WHAT YOU HAVE TO DO: Recast all of the rows below as a Markdown table with two columns, Row and Text. Give each line its number and its wording, and leave out blank lines.

□ □ □

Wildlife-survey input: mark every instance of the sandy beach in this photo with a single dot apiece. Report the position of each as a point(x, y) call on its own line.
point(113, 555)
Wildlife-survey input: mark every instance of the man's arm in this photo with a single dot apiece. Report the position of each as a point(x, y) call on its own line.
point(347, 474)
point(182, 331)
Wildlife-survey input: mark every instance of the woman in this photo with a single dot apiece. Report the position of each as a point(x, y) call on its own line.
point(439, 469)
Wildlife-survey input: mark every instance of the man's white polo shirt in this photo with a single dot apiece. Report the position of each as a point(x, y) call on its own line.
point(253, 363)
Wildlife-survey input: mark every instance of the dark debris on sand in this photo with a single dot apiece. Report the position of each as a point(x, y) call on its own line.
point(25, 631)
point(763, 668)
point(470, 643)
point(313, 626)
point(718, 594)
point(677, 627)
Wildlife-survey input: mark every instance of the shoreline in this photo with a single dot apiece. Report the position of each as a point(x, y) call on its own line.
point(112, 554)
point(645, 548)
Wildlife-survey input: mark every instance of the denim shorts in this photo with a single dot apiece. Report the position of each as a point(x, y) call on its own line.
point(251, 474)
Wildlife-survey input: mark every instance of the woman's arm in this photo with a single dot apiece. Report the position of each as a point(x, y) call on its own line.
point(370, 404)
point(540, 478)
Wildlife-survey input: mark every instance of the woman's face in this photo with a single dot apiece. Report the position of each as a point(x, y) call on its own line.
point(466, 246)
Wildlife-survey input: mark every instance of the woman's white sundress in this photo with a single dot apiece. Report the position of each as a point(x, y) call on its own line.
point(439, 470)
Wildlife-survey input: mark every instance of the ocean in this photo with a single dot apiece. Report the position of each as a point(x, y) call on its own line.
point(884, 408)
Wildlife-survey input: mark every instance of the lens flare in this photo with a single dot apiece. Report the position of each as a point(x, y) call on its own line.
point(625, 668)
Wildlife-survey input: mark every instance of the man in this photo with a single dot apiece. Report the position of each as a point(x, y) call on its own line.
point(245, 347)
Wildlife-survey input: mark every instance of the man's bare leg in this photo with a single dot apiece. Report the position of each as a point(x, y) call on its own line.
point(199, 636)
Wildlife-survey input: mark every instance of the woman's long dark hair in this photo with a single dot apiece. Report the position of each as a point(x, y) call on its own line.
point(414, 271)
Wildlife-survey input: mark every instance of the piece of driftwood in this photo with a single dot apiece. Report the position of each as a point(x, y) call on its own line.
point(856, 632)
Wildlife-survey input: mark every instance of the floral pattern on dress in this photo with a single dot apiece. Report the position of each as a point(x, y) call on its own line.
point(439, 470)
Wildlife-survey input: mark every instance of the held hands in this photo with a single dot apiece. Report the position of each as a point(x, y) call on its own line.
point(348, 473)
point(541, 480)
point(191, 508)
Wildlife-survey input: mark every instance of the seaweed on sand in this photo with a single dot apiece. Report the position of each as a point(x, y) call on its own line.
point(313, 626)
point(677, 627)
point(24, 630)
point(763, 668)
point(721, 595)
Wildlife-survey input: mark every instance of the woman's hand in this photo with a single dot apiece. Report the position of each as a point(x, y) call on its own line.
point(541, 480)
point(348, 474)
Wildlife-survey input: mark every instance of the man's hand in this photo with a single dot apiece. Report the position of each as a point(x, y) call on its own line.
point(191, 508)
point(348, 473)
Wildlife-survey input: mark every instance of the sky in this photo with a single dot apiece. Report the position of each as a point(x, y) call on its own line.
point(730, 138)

□ □ □

REPLY TO THE TASK:
| Row | Text |
|---|---|
| 1 | Wildlife-survey input: mark every instance of the sandy beach in this photo with a single dot apiece. Report the position of each as a point(x, y) call on its own line. |
| 2 | point(113, 555) |
| 3 | Wildlife-survey input: mark every instance of the man's arm in this photo with a single dot apiece. Report the position of each as a point(x, y) call on its own line. |
| 4 | point(347, 474) |
| 5 | point(182, 331) |
| 6 | Wildlife-survey input: mark every instance of the woman in this photo with a single dot apiece. Report the position of each as a point(x, y) call on its own line. |
| 7 | point(439, 469) |
| 8 | Wildlife-survey input: mark every instance of the man's white polo shirt in this photo with a single dot apiece. Report the position of each as a point(x, y) call on its own line. |
| 9 | point(253, 363) |
| 10 | Wildlife-survey input: mark every instance of the dark debris on sand in this photo with a single dot apiece. Report the position of each as a point(x, y) call on its own line. |
| 11 | point(25, 631) |
| 12 | point(763, 668) |
| 13 | point(470, 643) |
| 14 | point(313, 626) |
| 15 | point(718, 594) |
| 16 | point(677, 627) |
| 17 | Wildlife-survey input: mark every instance of the shoreline in this photo with a single dot apiece. Report the position of each as a point(x, y) call on its own line. |
| 18 | point(112, 554) |
| 19 | point(645, 548) |
| 20 | Wildlife-survey input: mark every instance of the denim shorts in this photo with a single dot apiece. Report the position of each as a point(x, y) call on its own line. |
| 21 | point(251, 474) |
| 22 | Wildlife-survey input: mark every instance of the woman's arm in this photo with a single dot apiece. Report the position of each as a point(x, y) call on its own line. |
| 23 | point(370, 404) |
| 24 | point(540, 478) |
| 25 | Wildlife-survey input: mark every instance of the woman's face in this photo with a single dot apiece. Report the position of each as a point(x, y) call on its own line. |
| 26 | point(466, 246) |
| 27 | Wildlife-survey input: mark every instance of the woman's white sundress in this photo with a single dot apiece. Report the position of each as a point(x, y) call on its own line. |
| 28 | point(439, 470) |
| 29 | Wildlife-survey input: mark every instance of the ocean in this photo with a single dot apiece. Report the position of each as a point(x, y) call on its own line. |
| 30 | point(884, 408) |
| 31 | Wildlife-survey input: mark every instance of the lens flare in this photo with a single dot apiece. Report the position of each as a point(x, y) call on its own line. |
| 32 | point(625, 668) |
| 33 | Wildlife-survey input: mark every instance of the man in this photo with a single dot apiece. Report the position of each as a point(x, y) call on its own line. |
| 34 | point(245, 347) |
| 35 | Wildlife-survey input: mark every instance of the man's bare leg in this photo with a single dot apiece. Report the position of each as a point(x, y) call on its own line. |
| 36 | point(199, 636) |
| 37 | Wildlife-survey input: mark every instance of the woman's long dark hair in this photo with a single dot apiece. Report the position of each as a point(x, y) call on its own line. |
| 38 | point(414, 271) |
| 39 | Wildlife-survey input: mark every instance of the piece of driftwood in this photo with a single dot apiece. Report the position of each as a point(x, y) call on its own line. |
| 40 | point(856, 632) |
| 41 | Wildlife-survey input: mark every instance of the floral pattern on dress in this photo with a single dot apiece. Report the position of each as a point(x, y) call on its own line. |
| 42 | point(439, 470) |
| 43 | Wildlife-survey input: mark every instance of the held hands in this photo with a single dot apiece. Report the position of each as a point(x, y) call on its own line. |
| 44 | point(348, 473) |
| 45 | point(541, 480) |
| 46 | point(191, 508) |
| 47 | Wildlife-survey input: mark every instance of the seaweed on sand in this photo with a single dot apiece. Report the position of each as a point(x, y) call on its own line. |
| 48 | point(313, 626) |
| 49 | point(677, 627) |
| 50 | point(24, 630) |
| 51 | point(763, 668) |
| 52 | point(721, 595) |
| 53 | Wildlife-survey input: mark every instance of the woman's hand in this photo with a single dot apiece. Report the position of each as a point(x, y) call on its own line. |
| 54 | point(541, 480) |
| 55 | point(348, 474) |
| 56 | Wildlife-survey input: mark every instance of the man's hand in this photo with a single dot apiece. Report the position of each as a point(x, y) call on its own line. |
| 57 | point(191, 508) |
| 58 | point(348, 473) |
| 59 | Wildlife-survey input: mark every instance of the sky in this photo with a single dot apiece. Report the position of each as a point(x, y) call on its own line. |
| 60 | point(730, 138) |